Each entry below needs to be retyped exactly as given.

DATA FOR REVIEW:
○ ○ ○ ○ ○ ○ ○

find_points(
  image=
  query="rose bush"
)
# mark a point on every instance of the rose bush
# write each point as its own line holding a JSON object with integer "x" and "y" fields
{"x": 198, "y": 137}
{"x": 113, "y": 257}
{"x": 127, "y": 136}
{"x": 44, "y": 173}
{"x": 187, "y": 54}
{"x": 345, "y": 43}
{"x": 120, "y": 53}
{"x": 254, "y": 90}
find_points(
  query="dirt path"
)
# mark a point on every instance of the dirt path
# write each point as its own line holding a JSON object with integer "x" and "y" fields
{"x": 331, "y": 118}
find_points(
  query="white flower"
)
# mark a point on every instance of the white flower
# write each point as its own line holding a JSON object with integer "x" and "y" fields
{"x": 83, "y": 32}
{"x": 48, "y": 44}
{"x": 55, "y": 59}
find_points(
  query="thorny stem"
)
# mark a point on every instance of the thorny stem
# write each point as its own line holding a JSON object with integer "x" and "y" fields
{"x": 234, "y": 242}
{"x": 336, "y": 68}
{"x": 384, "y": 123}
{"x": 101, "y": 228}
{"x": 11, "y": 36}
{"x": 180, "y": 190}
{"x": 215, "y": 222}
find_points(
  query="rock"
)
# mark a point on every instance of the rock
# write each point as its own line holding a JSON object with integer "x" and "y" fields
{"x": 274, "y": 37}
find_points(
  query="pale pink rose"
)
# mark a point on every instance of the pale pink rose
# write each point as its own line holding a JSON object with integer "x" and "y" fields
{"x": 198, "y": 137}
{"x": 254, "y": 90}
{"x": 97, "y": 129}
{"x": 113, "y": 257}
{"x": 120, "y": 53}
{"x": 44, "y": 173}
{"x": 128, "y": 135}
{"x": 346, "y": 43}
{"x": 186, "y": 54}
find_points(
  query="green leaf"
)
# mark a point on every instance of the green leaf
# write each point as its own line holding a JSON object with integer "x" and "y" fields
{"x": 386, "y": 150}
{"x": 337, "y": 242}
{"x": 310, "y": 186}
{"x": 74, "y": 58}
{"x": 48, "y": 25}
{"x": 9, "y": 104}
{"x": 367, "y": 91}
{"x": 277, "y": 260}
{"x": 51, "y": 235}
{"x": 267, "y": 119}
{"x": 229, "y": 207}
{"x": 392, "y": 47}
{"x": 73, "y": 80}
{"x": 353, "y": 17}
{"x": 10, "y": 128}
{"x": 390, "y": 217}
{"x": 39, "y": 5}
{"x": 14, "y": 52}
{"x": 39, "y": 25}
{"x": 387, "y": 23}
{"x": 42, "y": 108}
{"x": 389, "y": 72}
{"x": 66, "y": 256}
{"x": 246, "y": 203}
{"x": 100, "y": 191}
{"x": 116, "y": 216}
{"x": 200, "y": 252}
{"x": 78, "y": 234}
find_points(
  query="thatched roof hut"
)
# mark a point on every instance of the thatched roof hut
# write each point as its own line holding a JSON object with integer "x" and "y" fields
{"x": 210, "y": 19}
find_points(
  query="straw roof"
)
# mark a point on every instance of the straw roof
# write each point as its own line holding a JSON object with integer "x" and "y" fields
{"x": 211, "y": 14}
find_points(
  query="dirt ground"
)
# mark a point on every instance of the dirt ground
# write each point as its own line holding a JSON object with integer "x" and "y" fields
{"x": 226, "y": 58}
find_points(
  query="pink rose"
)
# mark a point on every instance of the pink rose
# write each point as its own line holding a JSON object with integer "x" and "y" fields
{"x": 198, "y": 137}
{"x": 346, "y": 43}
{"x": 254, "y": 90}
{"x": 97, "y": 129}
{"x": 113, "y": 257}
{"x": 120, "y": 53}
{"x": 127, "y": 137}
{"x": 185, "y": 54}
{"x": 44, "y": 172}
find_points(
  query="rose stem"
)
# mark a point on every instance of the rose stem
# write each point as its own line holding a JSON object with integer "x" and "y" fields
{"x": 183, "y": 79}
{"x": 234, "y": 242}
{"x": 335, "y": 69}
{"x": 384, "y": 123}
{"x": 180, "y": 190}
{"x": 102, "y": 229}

○ ○ ○ ○ ○ ○ ○

EXPECTED OUTPUT:
find_points(
  image=
  query="rose bush"
)
# mark a point on every instance of the rose bush
# write each point as its own line holding a JSON object with integer "x" and "y" fields
{"x": 198, "y": 137}
{"x": 113, "y": 257}
{"x": 127, "y": 136}
{"x": 44, "y": 173}
{"x": 187, "y": 54}
{"x": 345, "y": 43}
{"x": 120, "y": 53}
{"x": 254, "y": 90}
find_points(
  query="dirt path"
)
# mark a point on every instance of the dirt path
# write each point as its own line holding a JSON object with integer "x" and "y" fields
{"x": 331, "y": 118}
find_points(
  query="white flower"
)
# mark a point on every instance of the white flower
# write each point as its own line holding a JSON object with integer "x" and "y" fields
{"x": 83, "y": 32}
{"x": 48, "y": 44}
{"x": 55, "y": 59}
find_points(
  query="thorny stem"
)
# mark a point on every instance of the thorny stem
# write each point as its own line holding a JSON object with integer "x" and "y" fields
{"x": 234, "y": 242}
{"x": 336, "y": 68}
{"x": 384, "y": 123}
{"x": 101, "y": 228}
{"x": 11, "y": 36}
{"x": 180, "y": 190}
{"x": 215, "y": 222}
find_points(
  query="rock"
)
# mark a point on every instance of the rock
# write each point as its own line holding a JSON object with integer "x" and "y" fields
{"x": 274, "y": 37}
find_points(
  query="pale pink rose"
)
# mark a point on every instance of the pale pink rose
# write each point as its own line holding a JSON object with integer "x" and "y" fields
{"x": 198, "y": 137}
{"x": 254, "y": 90}
{"x": 97, "y": 129}
{"x": 113, "y": 257}
{"x": 120, "y": 53}
{"x": 44, "y": 173}
{"x": 128, "y": 135}
{"x": 346, "y": 43}
{"x": 186, "y": 54}
find_points(
  query="green leaf"
)
# mark a point on every instance of the green leaf
# write each point as its own line holding a JSON object with integer "x" and "y" fields
{"x": 386, "y": 150}
{"x": 337, "y": 242}
{"x": 310, "y": 186}
{"x": 74, "y": 58}
{"x": 48, "y": 25}
{"x": 9, "y": 104}
{"x": 367, "y": 91}
{"x": 277, "y": 260}
{"x": 51, "y": 235}
{"x": 267, "y": 119}
{"x": 229, "y": 207}
{"x": 392, "y": 47}
{"x": 73, "y": 80}
{"x": 353, "y": 17}
{"x": 10, "y": 128}
{"x": 390, "y": 217}
{"x": 39, "y": 5}
{"x": 14, "y": 52}
{"x": 39, "y": 25}
{"x": 387, "y": 23}
{"x": 42, "y": 108}
{"x": 389, "y": 72}
{"x": 66, "y": 256}
{"x": 246, "y": 203}
{"x": 100, "y": 191}
{"x": 116, "y": 216}
{"x": 200, "y": 252}
{"x": 78, "y": 234}
find_points(
  query="thatched roof hut"
)
# mark a point on every instance of the thatched roof hut
# write each point as its own line holding a JSON object with integer "x" and "y" fields
{"x": 210, "y": 19}
find_points(
  query="straw roof"
)
# mark a point on every instance of the straw roof
# write each point as its own line holding a JSON object with integer "x" and "y" fields
{"x": 211, "y": 14}
find_points(
  query="dirt ground"
)
# mark a point on every instance of the dirt ground
# write each point as its own line holding a JSON object with integer "x" and "y" fields
{"x": 226, "y": 58}
find_points(
  query="pink rose"
)
# mark a point on every instance of the pink rose
# write each point as its own line holding a JSON object with integer "x" and "y" fields
{"x": 198, "y": 137}
{"x": 346, "y": 43}
{"x": 254, "y": 90}
{"x": 97, "y": 129}
{"x": 113, "y": 257}
{"x": 120, "y": 53}
{"x": 127, "y": 137}
{"x": 185, "y": 54}
{"x": 44, "y": 172}
find_points(
  query="rose stem"
)
# mark a point on every instance of the rose stem
# write each point as its own line holding a JSON object with integer "x" and "y" fields
{"x": 183, "y": 79}
{"x": 234, "y": 242}
{"x": 335, "y": 69}
{"x": 384, "y": 123}
{"x": 180, "y": 190}
{"x": 102, "y": 229}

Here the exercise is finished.